▶ _Problem to work on_
Every record that follows should appear again in your answer, exactly the same.

▶ _Data_
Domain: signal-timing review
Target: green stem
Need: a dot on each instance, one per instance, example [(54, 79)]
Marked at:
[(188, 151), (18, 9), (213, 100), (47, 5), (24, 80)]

▶ _Task output_
Domain: signal-timing review
Target: green stem
Need: a dot on each instance, one per instance, example [(54, 79)]
Marked at:
[(188, 151), (18, 9), (213, 100), (47, 5), (24, 80)]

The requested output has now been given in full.